#### Things to do
(a) In the music transcription excerpt, what is the random-mixing augmentation technique meant to do?
(b) List every dataset that the music transcription excerpt introduces with the words "a type of."
(c) Write the next few sentences of the music transcription excerpt, picking up after its final sentence about FIG. 8.

At 704, training data may be augmented. The training data may be augmented by randomly mixing a plurality of types of datasets. The plurality of types of datasets may comprise a vocal dataset and an instrument dataset. The plurality of types of dataset may comprise a type of multi-track dataset each sample of which contains multi-tracks of instrument audio stems with polyphonic notes. The plurality of types of dataset may comprise a type of single-track dataset each sample of which contains a single non-vocal audio stem with polyphonic notes. The plurality of types of dataset may comprise a type of vocal-mixture dataset each sample of which contains a full mixture of music audio with monophonic notes for a lead vocal. The augmented training data may be generated using a random-mixing augmentation technique. The random-mixing augmentation technique aims to separate each predefined stem source from the input audio mixture. Instead of using pseudo labels, the combination of different datasets may be used to create more accurate data samples.


At 706, the deep neural network model may be trained using the augmented training data. The deep neural network model may be trained based on the loss function. The deep neural network model may be trained to automatically transcribe music audio comprising vocal and multi-instrument tracks into a plurality of sets of MIDI data corresponding to each of the vocal and multi-instrument tracks.



FIG. 8 illustrates an example process 800 for implementing automatic music audio transcription. Although depicted as a sequence of operations in FIG. 8, those of ordinary skill in the art will appreciate that various embodiments may add, remove, reorder, or modify the depicted operations.

#### Extracted records
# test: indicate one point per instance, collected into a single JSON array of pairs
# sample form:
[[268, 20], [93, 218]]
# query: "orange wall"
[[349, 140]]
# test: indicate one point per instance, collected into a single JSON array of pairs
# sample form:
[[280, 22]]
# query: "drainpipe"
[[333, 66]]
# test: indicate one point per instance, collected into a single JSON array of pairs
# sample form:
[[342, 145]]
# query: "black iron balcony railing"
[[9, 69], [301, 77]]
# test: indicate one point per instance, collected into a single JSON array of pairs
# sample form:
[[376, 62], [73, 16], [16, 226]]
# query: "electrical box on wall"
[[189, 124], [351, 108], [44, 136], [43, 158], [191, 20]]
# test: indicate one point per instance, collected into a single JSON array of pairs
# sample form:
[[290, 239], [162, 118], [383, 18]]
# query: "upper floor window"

#### Results by task
(a) It aims to separate each predefined stem source from the input audio mixture.

(b)
- Multi-track dataset: each sample contains multi-tracks of instrument audio stems with polyphonic notes.
- Single-track dataset: each sample contains a single non-vocal audio stem with polyphonic notes.
- Vocal-mixture dataset: each sample contains a full mixture of music audio with monophonic notes for a lead vocal.

(c)
At 802, training data may be augmented. The training data may be augmented by randomly mixing a plurality of types of datasets. The plurality of types of datasets may comprise a vocal dataset and an instrument dataset. The plurality of types of dataset may comprise a type of multi-track dataset each sample of which contains multi-tracks of instrument audio stems with polyphonic notes. The plurality of types of dataset may comprise a type of single-track dataset each sample of which contains a single non-vocal audio stem with polyphonic notes. The plurality of types of dataset may comprise a type of vocal-mixture dataset each sample of which contains a full mixture of music audio with monophonic notes for a lead vocal. The augmented training data may be generated using a random-mixing augmentation technique. Instead of using pseudo labels, the combination of different datasets may be used to create more accurate data samples. The random-mixing augmentation technique enables more flexibility to train the deep neural network model with enormous amount of augmented training samples


At 804, the deep neural network model may be trained using the augmented training data. The deep neural network model may be trained based on a loss function. The deep neural network model may be trained to automatically transcribe music audio comprising vocal and multi-instrument tracks into a plurality of sets of MIDI data corresponding to each of the vocal and multi-instrument tracks.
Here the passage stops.